GIVEN REQUEST: Only the lines from the one containing "Spot the green fern" through the end of the entries should be returned, exactly as they are, with the pictures omitted.

[Dataset excerpts on object pointing]
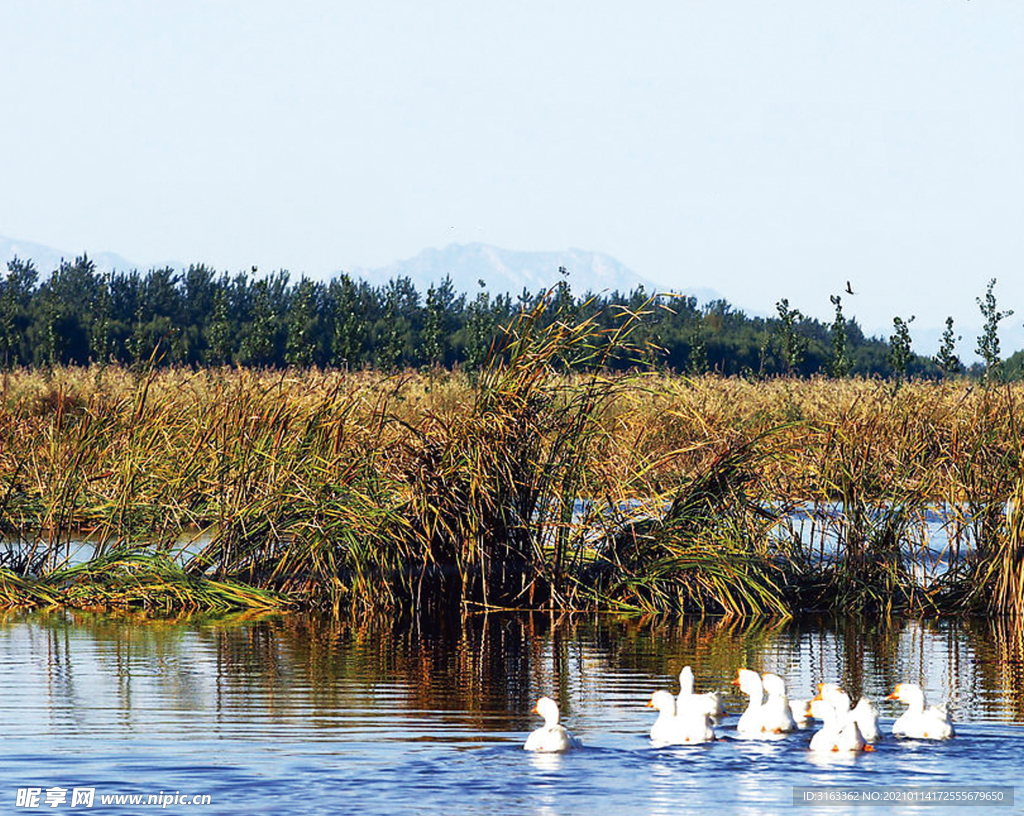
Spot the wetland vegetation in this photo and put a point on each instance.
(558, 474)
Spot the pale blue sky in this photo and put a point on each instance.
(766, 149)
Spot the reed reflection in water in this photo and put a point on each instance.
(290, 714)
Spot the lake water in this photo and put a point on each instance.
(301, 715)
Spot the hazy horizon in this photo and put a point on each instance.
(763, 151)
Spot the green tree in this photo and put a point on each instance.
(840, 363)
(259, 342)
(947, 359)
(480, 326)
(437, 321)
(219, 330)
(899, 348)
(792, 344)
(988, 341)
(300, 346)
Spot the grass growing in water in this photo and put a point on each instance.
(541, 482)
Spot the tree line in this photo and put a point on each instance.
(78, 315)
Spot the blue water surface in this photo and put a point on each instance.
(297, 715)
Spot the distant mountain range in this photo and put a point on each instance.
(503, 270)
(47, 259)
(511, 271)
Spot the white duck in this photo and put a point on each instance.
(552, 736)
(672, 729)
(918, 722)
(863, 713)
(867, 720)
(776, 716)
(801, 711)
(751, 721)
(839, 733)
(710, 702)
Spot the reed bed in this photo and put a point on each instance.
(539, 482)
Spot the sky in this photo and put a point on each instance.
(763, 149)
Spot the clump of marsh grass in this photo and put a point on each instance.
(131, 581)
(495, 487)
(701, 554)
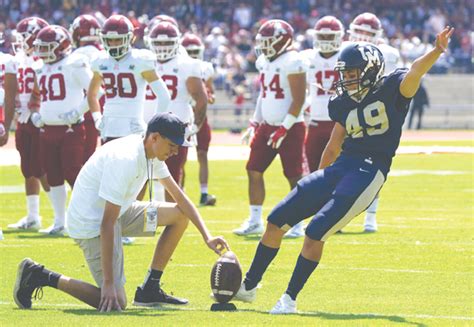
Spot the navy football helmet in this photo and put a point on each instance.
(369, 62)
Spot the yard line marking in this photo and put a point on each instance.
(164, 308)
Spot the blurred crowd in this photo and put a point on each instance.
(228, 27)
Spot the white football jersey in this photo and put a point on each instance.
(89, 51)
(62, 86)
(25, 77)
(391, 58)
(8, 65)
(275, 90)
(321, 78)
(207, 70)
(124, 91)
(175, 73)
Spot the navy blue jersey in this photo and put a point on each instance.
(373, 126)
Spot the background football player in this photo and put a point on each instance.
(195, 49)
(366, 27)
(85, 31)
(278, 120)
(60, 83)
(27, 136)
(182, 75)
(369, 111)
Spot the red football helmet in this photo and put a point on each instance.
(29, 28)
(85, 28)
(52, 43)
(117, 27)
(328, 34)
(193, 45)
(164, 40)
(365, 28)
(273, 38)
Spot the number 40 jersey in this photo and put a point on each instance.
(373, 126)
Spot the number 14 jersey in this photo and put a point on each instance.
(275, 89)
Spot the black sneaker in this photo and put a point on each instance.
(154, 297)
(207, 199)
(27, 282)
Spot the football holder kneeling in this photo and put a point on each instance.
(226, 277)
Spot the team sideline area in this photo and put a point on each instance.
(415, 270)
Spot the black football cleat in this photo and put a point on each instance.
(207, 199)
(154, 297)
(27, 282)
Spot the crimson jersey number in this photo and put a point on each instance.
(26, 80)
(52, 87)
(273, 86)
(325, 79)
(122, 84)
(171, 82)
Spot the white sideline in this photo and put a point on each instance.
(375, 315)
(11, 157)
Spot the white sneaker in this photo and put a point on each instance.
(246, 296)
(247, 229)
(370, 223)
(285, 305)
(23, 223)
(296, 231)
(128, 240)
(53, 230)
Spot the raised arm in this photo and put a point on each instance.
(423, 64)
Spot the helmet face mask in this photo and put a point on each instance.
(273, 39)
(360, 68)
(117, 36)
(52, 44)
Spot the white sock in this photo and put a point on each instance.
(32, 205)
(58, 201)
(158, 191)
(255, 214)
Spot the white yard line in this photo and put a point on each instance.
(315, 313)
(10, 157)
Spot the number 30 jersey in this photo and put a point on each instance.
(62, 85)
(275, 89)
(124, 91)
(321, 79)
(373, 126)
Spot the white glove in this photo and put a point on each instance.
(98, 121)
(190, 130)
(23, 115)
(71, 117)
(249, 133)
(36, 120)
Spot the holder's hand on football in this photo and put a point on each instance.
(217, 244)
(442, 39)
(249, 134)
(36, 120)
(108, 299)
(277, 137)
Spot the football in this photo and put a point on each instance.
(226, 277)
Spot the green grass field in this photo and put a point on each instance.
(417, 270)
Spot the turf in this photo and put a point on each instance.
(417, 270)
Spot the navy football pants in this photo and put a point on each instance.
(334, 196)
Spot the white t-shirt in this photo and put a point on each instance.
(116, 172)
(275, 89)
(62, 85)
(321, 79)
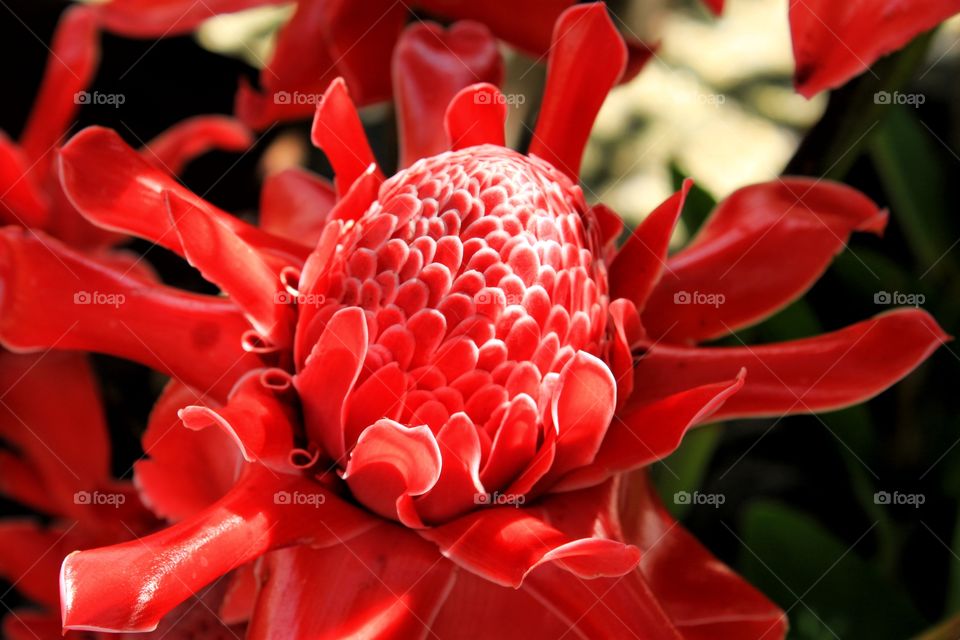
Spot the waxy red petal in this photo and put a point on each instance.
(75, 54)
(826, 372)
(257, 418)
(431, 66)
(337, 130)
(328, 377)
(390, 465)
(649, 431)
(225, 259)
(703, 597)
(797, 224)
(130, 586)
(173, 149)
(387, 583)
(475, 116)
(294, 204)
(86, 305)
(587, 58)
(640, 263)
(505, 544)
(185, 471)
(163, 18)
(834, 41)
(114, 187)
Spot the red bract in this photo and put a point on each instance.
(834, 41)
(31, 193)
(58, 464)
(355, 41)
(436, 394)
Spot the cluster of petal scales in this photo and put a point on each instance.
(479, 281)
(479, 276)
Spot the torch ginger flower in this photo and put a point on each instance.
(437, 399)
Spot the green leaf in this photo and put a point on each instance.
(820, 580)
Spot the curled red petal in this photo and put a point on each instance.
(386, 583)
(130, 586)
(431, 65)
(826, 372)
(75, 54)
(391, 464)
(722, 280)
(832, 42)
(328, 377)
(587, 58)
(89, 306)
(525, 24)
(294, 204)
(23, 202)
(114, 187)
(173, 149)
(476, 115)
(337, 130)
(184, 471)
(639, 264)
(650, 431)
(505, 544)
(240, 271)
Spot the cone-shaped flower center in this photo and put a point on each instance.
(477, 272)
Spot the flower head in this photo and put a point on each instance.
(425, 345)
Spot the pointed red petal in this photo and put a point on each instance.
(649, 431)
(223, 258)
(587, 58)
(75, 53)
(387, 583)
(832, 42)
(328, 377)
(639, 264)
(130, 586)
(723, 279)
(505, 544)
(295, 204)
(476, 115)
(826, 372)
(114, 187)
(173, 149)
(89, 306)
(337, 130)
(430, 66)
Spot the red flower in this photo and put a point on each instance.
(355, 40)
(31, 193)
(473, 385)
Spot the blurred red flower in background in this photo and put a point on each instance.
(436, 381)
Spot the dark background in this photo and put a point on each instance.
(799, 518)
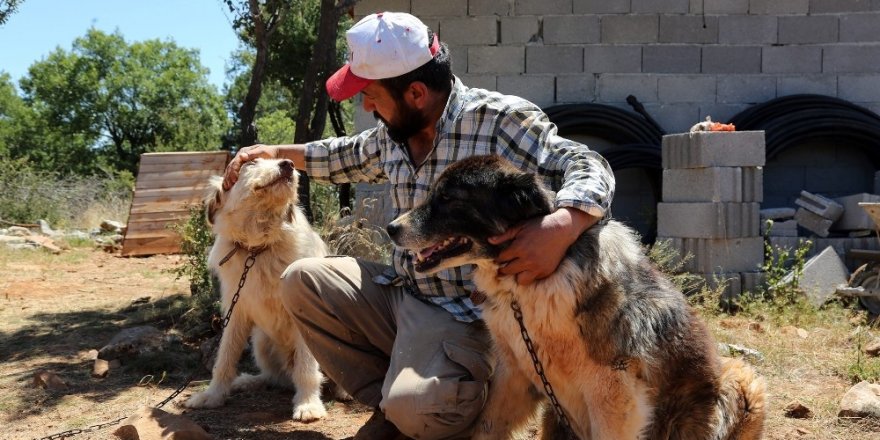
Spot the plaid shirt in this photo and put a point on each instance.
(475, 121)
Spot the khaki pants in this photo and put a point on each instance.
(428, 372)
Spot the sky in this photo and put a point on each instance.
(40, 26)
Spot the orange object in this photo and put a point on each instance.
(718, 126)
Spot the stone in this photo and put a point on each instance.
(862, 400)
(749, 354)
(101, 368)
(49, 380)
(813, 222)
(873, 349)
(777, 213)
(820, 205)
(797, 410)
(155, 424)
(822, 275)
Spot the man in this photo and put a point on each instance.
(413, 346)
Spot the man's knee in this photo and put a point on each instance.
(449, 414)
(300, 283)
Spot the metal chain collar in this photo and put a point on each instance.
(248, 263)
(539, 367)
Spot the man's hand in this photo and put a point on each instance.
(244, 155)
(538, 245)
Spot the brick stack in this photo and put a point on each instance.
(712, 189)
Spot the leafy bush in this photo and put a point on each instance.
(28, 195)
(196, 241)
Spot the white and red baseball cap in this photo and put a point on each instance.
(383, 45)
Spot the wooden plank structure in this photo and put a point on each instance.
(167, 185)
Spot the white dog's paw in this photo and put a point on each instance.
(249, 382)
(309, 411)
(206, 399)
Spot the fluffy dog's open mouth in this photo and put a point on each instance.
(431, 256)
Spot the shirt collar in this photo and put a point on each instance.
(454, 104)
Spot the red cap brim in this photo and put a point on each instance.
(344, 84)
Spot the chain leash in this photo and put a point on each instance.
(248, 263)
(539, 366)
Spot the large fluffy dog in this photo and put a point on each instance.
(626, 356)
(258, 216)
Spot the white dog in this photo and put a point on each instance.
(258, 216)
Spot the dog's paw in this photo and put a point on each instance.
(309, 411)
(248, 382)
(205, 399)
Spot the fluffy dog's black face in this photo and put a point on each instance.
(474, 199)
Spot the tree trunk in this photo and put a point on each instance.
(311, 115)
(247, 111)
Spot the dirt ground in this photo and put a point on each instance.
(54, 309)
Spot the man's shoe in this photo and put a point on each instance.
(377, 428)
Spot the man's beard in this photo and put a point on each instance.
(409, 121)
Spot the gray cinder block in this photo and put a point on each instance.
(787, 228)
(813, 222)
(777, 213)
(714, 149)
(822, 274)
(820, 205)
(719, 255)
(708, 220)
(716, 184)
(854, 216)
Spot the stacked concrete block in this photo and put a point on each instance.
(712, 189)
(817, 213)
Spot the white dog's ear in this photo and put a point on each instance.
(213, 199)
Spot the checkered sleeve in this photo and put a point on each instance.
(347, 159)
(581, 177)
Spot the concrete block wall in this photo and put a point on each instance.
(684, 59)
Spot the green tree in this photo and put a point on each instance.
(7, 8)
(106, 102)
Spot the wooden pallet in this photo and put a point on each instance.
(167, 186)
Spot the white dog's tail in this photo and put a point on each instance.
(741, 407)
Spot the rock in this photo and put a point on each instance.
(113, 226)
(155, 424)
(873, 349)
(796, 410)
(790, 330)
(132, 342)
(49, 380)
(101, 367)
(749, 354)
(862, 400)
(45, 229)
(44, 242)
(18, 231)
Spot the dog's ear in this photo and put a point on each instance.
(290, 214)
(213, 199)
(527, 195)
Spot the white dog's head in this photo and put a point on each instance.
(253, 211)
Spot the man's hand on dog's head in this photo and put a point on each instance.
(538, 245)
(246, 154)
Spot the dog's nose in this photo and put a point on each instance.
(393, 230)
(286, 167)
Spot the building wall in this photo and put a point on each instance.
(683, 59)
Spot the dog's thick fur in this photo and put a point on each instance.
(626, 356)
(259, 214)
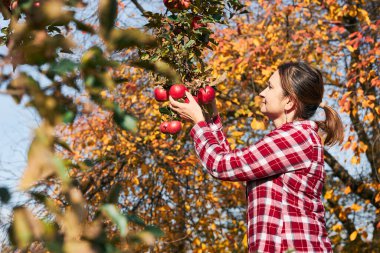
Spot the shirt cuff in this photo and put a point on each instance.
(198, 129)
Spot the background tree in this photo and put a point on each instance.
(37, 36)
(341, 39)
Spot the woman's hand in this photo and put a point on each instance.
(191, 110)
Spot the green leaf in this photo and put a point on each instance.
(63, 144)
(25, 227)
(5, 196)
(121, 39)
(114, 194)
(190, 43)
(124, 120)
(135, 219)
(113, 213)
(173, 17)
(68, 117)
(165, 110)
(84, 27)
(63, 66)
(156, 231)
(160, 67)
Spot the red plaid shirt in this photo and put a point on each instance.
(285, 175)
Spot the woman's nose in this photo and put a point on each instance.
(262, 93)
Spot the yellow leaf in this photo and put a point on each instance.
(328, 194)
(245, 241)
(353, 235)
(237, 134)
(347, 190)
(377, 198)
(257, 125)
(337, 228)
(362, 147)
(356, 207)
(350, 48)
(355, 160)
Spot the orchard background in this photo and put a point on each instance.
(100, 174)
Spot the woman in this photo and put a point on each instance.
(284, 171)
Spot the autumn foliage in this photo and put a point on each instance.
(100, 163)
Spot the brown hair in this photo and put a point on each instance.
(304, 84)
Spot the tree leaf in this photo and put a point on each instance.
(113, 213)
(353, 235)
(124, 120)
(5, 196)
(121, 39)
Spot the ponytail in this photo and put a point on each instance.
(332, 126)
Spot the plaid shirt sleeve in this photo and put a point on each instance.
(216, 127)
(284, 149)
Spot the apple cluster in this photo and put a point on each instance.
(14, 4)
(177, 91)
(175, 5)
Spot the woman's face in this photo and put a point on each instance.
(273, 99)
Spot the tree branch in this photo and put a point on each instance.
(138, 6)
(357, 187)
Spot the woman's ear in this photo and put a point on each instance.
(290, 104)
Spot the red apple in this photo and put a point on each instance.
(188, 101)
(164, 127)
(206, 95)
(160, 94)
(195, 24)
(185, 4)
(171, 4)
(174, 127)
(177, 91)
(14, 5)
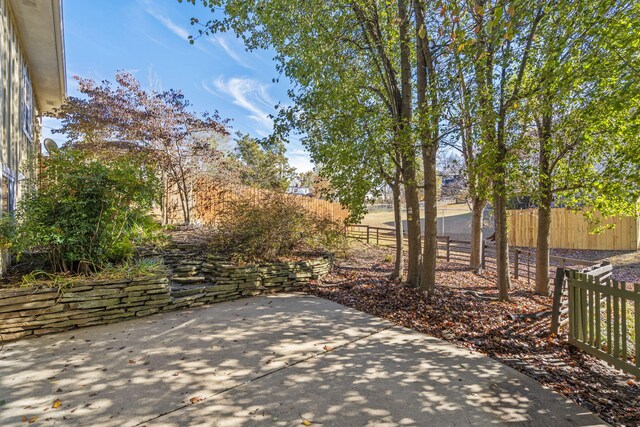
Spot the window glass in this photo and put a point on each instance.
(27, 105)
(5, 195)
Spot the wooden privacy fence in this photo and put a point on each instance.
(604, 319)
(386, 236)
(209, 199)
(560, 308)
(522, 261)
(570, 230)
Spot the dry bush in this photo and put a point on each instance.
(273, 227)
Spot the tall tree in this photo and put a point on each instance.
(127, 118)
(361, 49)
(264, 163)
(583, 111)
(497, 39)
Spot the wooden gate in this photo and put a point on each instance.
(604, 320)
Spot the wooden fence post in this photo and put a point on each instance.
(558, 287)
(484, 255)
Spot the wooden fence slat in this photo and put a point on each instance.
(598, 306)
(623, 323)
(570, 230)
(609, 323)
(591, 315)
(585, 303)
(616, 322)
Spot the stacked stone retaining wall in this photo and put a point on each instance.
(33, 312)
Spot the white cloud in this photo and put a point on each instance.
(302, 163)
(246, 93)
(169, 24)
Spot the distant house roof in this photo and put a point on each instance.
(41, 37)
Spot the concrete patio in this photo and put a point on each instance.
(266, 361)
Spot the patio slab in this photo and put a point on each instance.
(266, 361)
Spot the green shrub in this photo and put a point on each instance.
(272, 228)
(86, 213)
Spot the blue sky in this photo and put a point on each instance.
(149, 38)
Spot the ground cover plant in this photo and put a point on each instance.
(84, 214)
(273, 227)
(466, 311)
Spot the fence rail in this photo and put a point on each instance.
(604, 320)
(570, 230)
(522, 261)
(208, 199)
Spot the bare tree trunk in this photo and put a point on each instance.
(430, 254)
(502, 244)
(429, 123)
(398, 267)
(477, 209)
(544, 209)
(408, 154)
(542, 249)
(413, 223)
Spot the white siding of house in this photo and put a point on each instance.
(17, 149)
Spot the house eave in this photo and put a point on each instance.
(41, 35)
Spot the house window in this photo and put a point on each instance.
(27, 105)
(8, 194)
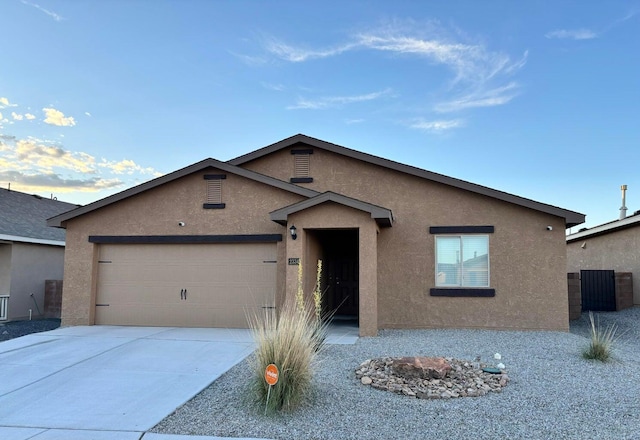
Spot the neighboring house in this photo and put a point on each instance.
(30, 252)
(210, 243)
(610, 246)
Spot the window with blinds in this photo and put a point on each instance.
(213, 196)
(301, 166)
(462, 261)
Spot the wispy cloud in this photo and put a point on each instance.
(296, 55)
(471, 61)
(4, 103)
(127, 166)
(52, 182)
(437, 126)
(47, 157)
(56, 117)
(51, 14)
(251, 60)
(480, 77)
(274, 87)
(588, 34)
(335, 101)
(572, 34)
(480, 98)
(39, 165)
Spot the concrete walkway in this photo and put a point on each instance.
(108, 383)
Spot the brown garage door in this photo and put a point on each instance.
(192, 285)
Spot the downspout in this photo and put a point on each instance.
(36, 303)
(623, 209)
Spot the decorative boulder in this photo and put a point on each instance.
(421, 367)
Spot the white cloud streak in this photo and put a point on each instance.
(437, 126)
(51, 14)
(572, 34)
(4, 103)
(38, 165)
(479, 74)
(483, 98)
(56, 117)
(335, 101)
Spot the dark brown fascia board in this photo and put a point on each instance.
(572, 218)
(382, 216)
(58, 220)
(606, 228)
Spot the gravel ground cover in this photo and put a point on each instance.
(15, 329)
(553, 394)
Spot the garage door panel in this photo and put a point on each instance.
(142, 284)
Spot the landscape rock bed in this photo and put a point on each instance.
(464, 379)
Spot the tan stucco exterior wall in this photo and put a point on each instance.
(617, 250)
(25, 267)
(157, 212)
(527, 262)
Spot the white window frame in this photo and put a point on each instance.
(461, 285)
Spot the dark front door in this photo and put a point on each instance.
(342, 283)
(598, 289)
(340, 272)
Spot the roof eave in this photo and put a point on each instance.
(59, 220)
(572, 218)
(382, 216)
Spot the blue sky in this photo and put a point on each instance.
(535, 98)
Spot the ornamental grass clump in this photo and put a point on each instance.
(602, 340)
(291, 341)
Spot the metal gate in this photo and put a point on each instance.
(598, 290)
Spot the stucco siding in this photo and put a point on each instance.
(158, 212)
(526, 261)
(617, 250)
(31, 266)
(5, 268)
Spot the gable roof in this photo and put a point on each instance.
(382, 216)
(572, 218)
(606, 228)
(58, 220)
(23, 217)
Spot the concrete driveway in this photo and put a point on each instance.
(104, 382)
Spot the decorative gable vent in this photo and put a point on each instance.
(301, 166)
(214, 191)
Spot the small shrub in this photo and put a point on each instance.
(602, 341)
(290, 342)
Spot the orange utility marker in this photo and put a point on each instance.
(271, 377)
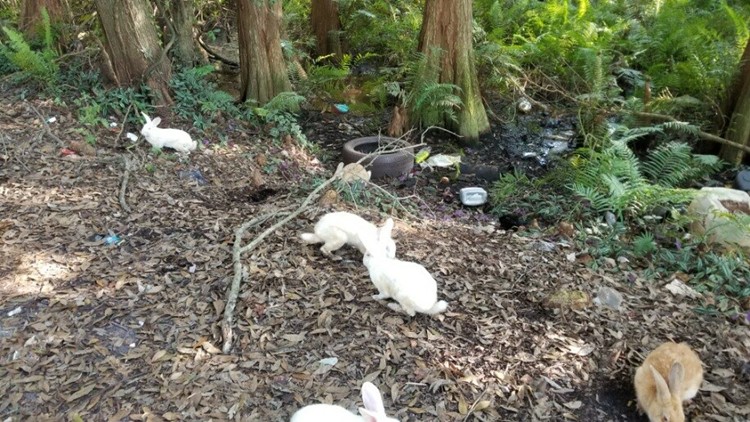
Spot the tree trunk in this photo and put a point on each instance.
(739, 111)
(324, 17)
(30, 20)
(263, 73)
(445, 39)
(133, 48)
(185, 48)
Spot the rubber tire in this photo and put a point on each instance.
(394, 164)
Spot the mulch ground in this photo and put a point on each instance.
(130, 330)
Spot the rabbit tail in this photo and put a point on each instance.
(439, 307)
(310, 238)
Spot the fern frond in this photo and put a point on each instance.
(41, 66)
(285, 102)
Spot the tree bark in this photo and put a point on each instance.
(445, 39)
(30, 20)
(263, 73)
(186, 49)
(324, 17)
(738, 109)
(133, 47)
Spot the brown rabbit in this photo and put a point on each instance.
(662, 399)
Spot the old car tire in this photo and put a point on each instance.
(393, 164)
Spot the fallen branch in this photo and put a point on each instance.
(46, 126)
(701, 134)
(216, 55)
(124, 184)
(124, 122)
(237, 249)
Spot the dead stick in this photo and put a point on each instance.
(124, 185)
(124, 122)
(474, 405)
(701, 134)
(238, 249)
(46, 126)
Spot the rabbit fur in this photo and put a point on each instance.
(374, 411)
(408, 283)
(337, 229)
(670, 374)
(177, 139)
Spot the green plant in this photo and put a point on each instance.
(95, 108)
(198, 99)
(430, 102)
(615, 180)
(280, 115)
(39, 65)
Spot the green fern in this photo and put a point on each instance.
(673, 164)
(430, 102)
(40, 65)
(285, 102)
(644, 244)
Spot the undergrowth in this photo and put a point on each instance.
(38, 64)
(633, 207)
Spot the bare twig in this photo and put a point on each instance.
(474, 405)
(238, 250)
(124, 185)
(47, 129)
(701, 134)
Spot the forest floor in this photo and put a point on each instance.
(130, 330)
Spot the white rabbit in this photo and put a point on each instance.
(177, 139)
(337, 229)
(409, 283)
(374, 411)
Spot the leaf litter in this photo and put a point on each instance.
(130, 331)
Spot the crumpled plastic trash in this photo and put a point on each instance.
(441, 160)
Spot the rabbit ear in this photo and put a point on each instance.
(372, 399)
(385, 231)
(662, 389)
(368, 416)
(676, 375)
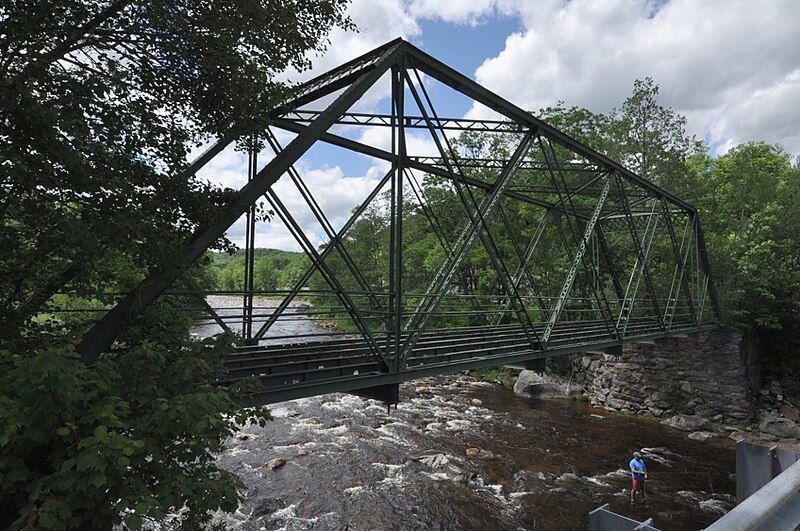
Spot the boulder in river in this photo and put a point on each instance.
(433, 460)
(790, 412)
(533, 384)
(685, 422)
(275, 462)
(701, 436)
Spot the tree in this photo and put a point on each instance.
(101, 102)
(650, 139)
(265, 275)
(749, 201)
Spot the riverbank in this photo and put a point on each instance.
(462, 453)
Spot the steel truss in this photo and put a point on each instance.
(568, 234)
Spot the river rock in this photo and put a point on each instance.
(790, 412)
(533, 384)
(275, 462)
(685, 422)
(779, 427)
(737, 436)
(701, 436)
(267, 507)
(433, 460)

CORRECT RESULT:
Spot the green fern in this photo and put a point on each instance.
(673, 164)
(430, 102)
(40, 65)
(285, 102)
(644, 244)
Spot the undergrowth in this photo and put a point on each instance.
(38, 64)
(633, 207)
Spot the bare twig in this photo and put a point on each instance.
(474, 405)
(238, 250)
(124, 185)
(47, 129)
(701, 134)
Spot the forest floor in this photo and put a point on each instance.
(130, 330)
Spot the white rabbit in this photo and put a point on each instance.
(177, 139)
(337, 229)
(409, 283)
(374, 411)
Spot the leaf litter in this photo and put a point on each instance.
(130, 331)
Spot the crumpled plastic trash in this photo and put a point on each instance.
(441, 160)
Spot the rabbit ear in this photo and put a point on each instance.
(372, 399)
(385, 231)
(662, 389)
(368, 416)
(676, 375)
Spot the boulder in river in this photo and put a point on each instance.
(433, 460)
(790, 412)
(533, 384)
(685, 422)
(275, 462)
(701, 436)
Spot the tree in this photo and put a point on each instance.
(101, 102)
(650, 139)
(265, 275)
(749, 201)
Spot the riverbank in this photo and put a point on each instance.
(462, 453)
Spot the steel truss in this photo and put a point on each instance.
(568, 234)
Spot the river rock in this photo and put a point on each instance.
(790, 412)
(533, 384)
(275, 462)
(685, 422)
(779, 427)
(737, 436)
(701, 436)
(267, 507)
(433, 460)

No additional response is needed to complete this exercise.